▶ **Extract provided**
● ● ● ● ● ● ●

EM PE Interview

I have an interview with an emerging markets focused shop with AUM in the 2.5-3.5 billion range. From what I understand, there will be no modeling test, but definitely questions on finance, models and past experience. I'm beasting my way through Damodaran's class from last semester... including relearning about DCFs and LBOs (even though this shop doesn't do many LBOs... in fact leverage is a very small part of their overall strategy since many emerging markts aren't sophisticated enough to support an LBO). Any other things I should look out for? Should I spend time on LBOs just because it seems to be bread and butter PE even though it may not be so for this shop?

I'm coming from a pre-MBA general mgmt consulting (i.e. not-PE focused) background, so while I have quite a bit of financial modeling experience, little of it is transactional.

Less importantly, any idea what comp should be like? The position is in Asia for what it's worth. 1-2 years consulting experience.

tldr:
1. Emerging markets PE interview from consulting background (Pre-MBA)
2. Financial modeling experience but not transactional
3. What to focus prep on?
4. What comp to expect?

Comments (8)

● ● ● ● ● ● ●

▶ **Task details**
Copy the stretch of the interview post from "Less importantly, any" through "consulting background (Pre-MBA)", swapping "Asia" for "Latin America".

▶ **Supplied records**
● ● ● ● ● ● ●

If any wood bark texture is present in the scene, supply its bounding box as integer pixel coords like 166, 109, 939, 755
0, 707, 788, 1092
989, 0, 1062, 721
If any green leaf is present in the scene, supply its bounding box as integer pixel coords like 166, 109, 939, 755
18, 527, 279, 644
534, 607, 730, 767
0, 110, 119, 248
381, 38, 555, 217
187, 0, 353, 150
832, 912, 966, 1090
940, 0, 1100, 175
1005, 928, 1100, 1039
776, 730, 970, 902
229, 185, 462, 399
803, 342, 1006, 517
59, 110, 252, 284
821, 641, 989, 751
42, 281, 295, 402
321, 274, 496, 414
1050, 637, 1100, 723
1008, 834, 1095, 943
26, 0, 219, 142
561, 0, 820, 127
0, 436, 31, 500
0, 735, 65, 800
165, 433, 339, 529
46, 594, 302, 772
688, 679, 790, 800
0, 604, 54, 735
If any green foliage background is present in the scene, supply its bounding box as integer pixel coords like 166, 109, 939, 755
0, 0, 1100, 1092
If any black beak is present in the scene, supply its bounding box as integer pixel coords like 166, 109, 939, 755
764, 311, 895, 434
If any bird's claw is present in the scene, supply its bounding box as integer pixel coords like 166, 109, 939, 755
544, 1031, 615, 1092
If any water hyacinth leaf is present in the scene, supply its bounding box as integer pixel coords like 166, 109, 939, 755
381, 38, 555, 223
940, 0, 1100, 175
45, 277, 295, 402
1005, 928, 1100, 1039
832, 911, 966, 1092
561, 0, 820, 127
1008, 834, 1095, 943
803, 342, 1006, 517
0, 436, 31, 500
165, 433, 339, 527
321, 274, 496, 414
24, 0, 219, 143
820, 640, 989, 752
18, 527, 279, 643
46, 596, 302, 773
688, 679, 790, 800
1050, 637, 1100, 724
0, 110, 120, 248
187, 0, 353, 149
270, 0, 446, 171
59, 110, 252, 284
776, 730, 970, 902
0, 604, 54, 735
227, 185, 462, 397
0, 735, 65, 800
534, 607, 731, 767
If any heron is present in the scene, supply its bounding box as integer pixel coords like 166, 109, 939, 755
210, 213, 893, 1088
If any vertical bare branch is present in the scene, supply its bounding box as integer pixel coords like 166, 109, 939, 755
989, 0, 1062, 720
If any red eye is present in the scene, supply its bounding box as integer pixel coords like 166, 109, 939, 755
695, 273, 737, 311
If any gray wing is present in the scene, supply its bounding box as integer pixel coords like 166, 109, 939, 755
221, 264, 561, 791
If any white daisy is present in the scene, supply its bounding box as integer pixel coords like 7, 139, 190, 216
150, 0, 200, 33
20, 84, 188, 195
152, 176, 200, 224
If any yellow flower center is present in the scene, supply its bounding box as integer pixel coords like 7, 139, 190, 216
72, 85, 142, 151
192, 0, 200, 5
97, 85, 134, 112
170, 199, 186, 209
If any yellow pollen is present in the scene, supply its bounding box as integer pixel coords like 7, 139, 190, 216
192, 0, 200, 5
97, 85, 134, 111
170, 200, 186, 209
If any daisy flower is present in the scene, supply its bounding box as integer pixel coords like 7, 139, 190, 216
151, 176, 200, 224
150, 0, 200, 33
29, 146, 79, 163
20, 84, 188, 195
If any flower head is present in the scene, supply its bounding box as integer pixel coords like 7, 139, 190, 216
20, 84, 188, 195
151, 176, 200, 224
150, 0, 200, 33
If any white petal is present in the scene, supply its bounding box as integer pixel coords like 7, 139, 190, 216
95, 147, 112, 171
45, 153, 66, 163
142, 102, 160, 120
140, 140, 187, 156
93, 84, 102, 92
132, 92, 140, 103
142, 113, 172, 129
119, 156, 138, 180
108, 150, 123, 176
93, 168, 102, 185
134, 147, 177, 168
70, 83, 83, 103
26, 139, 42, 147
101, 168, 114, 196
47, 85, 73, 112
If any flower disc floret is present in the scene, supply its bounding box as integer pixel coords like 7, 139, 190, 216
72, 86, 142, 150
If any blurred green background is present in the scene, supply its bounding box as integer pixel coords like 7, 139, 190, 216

● ● ● ● ● ● ●

▶ **Result of the task**
Less importantly, any idea what comp should be like? The position is in Latin America for what it's worth. 1-2 years consulting experience.

tldr:
1. Emerging markets PE interview from consulting background (Pre-MBA)